==== Raw records
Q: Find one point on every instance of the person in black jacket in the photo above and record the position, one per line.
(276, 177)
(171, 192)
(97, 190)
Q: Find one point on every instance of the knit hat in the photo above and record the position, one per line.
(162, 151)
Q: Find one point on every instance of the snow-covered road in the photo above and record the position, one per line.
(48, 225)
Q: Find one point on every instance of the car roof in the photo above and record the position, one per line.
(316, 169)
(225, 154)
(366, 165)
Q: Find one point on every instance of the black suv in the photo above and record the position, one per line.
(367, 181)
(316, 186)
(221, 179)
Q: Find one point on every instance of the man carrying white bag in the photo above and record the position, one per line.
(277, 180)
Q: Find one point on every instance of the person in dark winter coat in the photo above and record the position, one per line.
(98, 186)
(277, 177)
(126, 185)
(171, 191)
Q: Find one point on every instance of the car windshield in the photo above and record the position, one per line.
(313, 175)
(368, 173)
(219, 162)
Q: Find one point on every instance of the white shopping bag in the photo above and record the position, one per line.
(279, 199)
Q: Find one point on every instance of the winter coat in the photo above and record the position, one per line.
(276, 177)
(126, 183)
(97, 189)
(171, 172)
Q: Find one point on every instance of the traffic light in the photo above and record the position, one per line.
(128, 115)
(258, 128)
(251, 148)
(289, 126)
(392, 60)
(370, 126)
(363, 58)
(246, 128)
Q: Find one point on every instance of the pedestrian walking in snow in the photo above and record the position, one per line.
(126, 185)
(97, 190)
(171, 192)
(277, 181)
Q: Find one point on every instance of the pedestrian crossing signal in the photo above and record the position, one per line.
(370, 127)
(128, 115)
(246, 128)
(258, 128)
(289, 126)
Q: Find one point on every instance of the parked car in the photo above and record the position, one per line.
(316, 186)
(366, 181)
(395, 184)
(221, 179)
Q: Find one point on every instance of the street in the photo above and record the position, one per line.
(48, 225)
========
### Given exercise
Please retype every one of the lines above without changing anything.

### The result
Q: Find one point on every instance of the person in black jacket in the photo above and record the position, one per line.
(276, 177)
(171, 192)
(97, 190)
Q: Find one point on every instance of the knit hat in the photo above and record the position, one per line.
(162, 151)
Q: Find one point on every instance of the snow-covered road in the photo above and record the position, one per line.
(48, 225)
Q: Find one point on every instance of the car roof in the photo above and record the position, one per line.
(316, 169)
(225, 154)
(366, 165)
Q: Find one point on every instance of the black suv in the photo above and record the position, one per line.
(367, 181)
(316, 186)
(221, 179)
Q: Find one point on every instance of the man carrying white bag in the photo above and record the position, one per line.
(277, 180)
Q: Find one point on every instance of the person in dark winter coat in the photo above and record the position, one per line.
(98, 186)
(277, 177)
(126, 185)
(171, 191)
Q: Find one point on every instance of the car windshield in the photo above and record the position, one per line.
(313, 175)
(368, 173)
(219, 162)
Q: Find one point on every instance of the white shopping bag in the photo above and record the position, one per line.
(279, 199)
Q: Find one point on every instance of the winter coat in the photo above and record the position, one per line.
(276, 177)
(126, 183)
(97, 189)
(171, 172)
Q: Find one point on every instance of the traffic light in the photo above and record the position, one per line.
(128, 115)
(258, 128)
(251, 148)
(289, 126)
(392, 60)
(370, 126)
(363, 58)
(246, 128)
Q: Find one point on every instance of the pedestrian walking in snow in the photo above and record the position, one per line.
(126, 185)
(97, 190)
(171, 192)
(277, 181)
Q: Find one point on every instance of the pedestrian crossing signal in the photo above and record the position, one per line.
(370, 127)
(128, 115)
(246, 128)
(258, 128)
(289, 126)
Q: Find one point on every instance of the parked car in the photo above and record the position, one per line.
(316, 186)
(366, 181)
(395, 184)
(221, 179)
Q: Find one point on every instance of the street in the photo above and record the position, one per line.
(48, 225)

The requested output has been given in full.